[START]

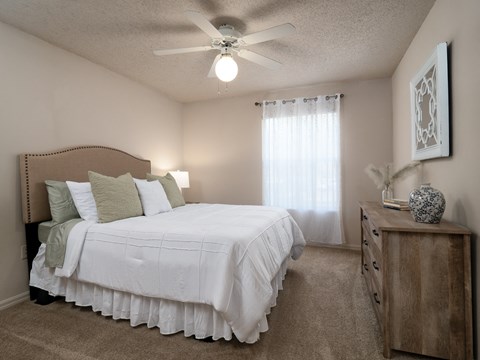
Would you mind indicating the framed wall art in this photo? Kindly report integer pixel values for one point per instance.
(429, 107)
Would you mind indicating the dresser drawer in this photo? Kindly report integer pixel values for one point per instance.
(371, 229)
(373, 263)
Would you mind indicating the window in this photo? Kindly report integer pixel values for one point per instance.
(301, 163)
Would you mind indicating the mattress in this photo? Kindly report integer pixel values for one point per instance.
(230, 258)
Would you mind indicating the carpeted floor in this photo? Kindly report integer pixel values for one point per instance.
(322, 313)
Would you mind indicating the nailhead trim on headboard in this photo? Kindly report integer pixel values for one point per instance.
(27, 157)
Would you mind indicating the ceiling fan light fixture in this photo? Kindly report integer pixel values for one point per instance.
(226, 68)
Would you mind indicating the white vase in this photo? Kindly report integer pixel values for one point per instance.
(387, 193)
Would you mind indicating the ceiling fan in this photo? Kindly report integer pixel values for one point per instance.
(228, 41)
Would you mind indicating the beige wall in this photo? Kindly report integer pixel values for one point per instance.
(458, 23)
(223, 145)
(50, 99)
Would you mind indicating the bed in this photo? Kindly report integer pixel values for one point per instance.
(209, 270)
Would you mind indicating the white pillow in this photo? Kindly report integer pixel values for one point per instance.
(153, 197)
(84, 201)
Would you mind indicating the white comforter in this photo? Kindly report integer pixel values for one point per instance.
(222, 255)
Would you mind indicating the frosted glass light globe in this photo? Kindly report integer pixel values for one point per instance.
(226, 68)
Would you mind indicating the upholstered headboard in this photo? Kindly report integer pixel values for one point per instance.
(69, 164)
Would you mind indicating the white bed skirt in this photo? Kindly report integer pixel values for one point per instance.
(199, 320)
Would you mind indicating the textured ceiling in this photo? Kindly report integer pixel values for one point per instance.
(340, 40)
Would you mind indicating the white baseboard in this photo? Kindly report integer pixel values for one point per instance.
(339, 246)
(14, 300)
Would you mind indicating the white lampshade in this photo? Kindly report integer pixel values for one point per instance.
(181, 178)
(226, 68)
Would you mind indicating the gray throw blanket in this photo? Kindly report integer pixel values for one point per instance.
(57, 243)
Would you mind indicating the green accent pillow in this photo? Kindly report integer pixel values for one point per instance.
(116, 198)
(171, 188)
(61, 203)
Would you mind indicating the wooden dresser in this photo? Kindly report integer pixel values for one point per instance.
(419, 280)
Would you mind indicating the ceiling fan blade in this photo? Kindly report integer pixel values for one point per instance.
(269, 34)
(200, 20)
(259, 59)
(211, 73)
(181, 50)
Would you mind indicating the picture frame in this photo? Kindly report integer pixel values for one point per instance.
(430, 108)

[END]
[START]

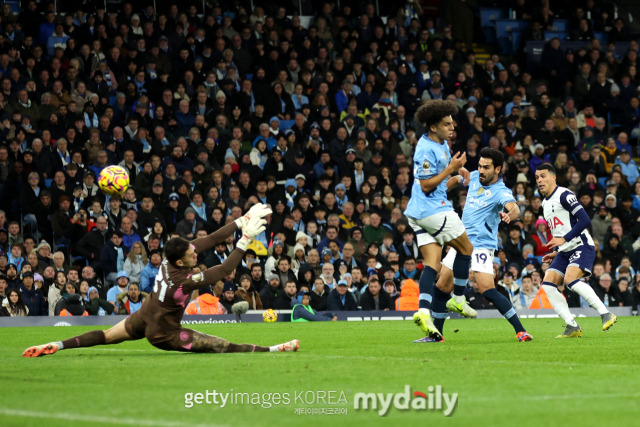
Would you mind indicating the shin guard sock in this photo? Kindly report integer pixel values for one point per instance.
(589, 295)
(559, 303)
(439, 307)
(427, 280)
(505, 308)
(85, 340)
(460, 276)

[END]

INSTRUCTION: How many lines in the entries above contain the string "wall"? Match case exactly, and reply with only the number.

EXERCISE SOLUTION: 2